Region pointing data:
####

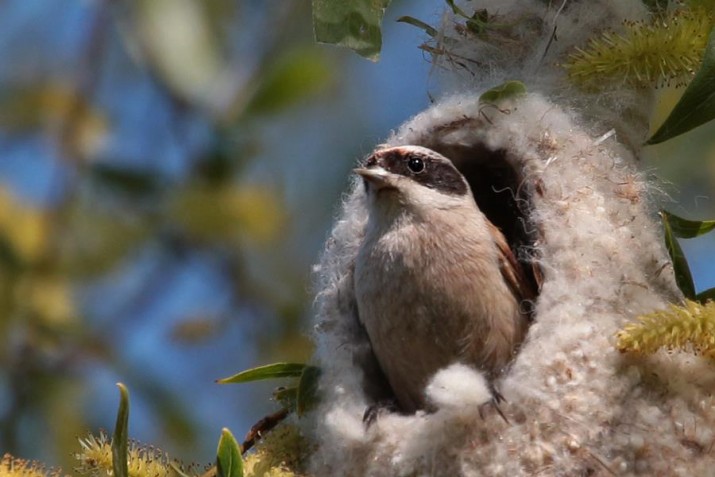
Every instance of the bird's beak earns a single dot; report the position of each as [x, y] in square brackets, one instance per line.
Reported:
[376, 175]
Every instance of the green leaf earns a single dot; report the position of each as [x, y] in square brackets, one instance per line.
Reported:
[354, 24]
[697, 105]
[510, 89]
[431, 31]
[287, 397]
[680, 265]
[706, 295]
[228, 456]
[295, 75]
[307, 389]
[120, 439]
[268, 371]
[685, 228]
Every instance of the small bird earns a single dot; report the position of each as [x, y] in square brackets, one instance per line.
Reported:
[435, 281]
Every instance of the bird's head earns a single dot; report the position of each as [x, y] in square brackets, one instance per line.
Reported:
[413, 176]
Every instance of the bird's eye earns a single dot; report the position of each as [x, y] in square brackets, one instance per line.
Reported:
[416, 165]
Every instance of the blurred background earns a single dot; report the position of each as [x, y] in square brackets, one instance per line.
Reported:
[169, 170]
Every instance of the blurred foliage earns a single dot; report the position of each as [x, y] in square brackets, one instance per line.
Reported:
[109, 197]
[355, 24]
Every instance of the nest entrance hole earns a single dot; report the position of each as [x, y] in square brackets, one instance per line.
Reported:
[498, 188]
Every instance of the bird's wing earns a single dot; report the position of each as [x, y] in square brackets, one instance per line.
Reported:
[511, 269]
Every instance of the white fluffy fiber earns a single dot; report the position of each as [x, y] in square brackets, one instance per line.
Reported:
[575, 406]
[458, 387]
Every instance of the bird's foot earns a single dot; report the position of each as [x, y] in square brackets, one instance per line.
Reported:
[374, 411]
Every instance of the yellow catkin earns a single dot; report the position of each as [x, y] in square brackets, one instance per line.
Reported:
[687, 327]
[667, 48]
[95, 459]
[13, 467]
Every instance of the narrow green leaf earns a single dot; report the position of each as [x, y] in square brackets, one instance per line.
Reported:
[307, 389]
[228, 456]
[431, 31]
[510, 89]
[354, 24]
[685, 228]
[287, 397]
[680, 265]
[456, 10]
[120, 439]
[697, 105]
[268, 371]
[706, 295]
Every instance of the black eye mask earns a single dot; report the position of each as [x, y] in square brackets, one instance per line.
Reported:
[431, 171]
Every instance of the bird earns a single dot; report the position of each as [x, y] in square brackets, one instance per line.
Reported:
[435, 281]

####

» Work instruction
Return all lines from the data that include the string "bird".

» Output
Every instance of the bird's beak earns a single dot; report the position of each as [x, y] in square brackets, one instance per line.
Every instance of the small bird earns a single dot; report the position of each as [x, y] in square brackets, one instance per line.
Every instance of the bird's head earns a single dot; report the position of each as [x, y] in square brackets, one instance per line.
Every instance of the bird's eye earns a single dot; report the position of each as [x, y] in square brackets, one instance per line.
Every instance of the bird's wing earns a single dot; report the position of each as [x, y] in square brackets, one instance per line.
Every instance of the bird's foot earns a single dot; report the position of each as [x, y] in square brackets, one instance per line.
Every instance of the bird earns a single dot; report the position of each as [x, y] in square brackets, one instance per line.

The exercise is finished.